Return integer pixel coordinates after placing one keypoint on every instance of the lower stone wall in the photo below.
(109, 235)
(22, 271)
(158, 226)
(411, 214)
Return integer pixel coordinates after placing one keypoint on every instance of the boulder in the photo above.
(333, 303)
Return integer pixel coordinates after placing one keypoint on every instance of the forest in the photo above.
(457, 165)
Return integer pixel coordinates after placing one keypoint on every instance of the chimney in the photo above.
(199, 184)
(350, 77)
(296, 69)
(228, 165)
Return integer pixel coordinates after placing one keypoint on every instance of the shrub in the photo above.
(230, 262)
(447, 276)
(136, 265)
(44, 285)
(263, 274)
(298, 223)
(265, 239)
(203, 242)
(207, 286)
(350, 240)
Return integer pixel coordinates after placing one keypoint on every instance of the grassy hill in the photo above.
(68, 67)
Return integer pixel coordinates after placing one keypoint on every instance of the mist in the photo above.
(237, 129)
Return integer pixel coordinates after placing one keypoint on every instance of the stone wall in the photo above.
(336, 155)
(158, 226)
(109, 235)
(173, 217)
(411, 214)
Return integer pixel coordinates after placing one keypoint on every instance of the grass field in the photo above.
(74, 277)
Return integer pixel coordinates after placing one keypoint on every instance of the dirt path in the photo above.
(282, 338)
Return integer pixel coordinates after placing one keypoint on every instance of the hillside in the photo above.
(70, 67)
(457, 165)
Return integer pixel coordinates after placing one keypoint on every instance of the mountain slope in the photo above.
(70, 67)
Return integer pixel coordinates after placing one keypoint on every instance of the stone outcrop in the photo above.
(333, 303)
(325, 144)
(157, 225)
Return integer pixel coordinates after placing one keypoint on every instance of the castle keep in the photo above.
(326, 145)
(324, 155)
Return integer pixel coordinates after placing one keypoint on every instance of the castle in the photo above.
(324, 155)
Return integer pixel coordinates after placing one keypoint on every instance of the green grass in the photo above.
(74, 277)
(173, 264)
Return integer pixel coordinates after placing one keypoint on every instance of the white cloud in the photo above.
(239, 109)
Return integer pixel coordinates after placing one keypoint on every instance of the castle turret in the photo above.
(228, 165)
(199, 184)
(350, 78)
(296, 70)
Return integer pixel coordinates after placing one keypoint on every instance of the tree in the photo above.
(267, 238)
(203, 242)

# Directions for this task:
Begin at the line containing "tree in the photo above." and reproduce every line through the last one in the records above, exactly.

# Finished exercise:
Return integer pixel coordinates after placing one keypoint on every instance of the tree in the photo above.
(267, 238)
(203, 242)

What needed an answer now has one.